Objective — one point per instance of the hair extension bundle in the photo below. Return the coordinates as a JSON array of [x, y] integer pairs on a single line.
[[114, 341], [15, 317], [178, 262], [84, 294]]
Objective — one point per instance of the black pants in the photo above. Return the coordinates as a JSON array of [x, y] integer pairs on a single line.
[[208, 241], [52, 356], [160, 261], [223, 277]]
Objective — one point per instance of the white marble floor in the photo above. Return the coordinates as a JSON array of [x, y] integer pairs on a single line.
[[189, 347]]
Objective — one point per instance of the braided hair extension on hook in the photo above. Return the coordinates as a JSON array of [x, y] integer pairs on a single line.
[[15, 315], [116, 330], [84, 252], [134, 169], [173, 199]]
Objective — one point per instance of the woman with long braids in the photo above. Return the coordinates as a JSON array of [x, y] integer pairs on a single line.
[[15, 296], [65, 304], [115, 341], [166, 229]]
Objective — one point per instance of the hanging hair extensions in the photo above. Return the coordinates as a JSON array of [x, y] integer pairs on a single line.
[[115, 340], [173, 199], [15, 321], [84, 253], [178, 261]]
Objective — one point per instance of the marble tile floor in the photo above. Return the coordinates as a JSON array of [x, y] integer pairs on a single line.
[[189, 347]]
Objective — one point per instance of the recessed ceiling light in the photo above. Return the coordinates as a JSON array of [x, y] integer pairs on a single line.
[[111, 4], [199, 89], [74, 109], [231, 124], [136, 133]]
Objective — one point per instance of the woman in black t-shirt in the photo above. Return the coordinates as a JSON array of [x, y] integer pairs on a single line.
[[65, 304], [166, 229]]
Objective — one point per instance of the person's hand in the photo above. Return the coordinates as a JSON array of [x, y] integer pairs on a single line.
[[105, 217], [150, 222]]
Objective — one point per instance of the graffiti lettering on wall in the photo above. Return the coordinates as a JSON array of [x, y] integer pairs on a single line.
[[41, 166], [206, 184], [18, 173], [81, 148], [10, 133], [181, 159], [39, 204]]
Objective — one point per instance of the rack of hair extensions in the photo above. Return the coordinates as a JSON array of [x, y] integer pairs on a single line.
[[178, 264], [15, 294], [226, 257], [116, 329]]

ABOUT THIS TASK: Give back exactly the lines from the one that contains "Objective — one point per instance of the recessed" to the end of the material, both ends kept, and no other line.

RESULT BELOW:
Objective — one point per instance of the recessed ceiling light in the photo above. Return the coordinates as a JSON array of [x, y] integer pairs on a single line.
[[111, 4], [199, 89], [74, 109], [231, 124], [136, 133]]
Objective — one point per instance of the woman in black t-shirt in the photo above. Return the coordinates as a JSON array of [x, y] integer pairs on a single line.
[[65, 304], [166, 229]]
Objective — one point per instance of the person's hand in the photo above. Return the coordinates as a JSON array of [x, y] integer pairs on a single line.
[[105, 217], [150, 222]]
Objective — one point per instance of the graffiti lettering on wall in the photo above. Return the coordinates as a JSON array of [x, y] integer pairs on a single line.
[[41, 166], [206, 184], [18, 173], [81, 148], [10, 133], [181, 159], [39, 204]]
Objective — one point per instance of the rack of hair extensions in the photo above. Return the coordinates as a JSON array of [x, y] integer pairs on a single line.
[[178, 264], [15, 294], [226, 257], [116, 329]]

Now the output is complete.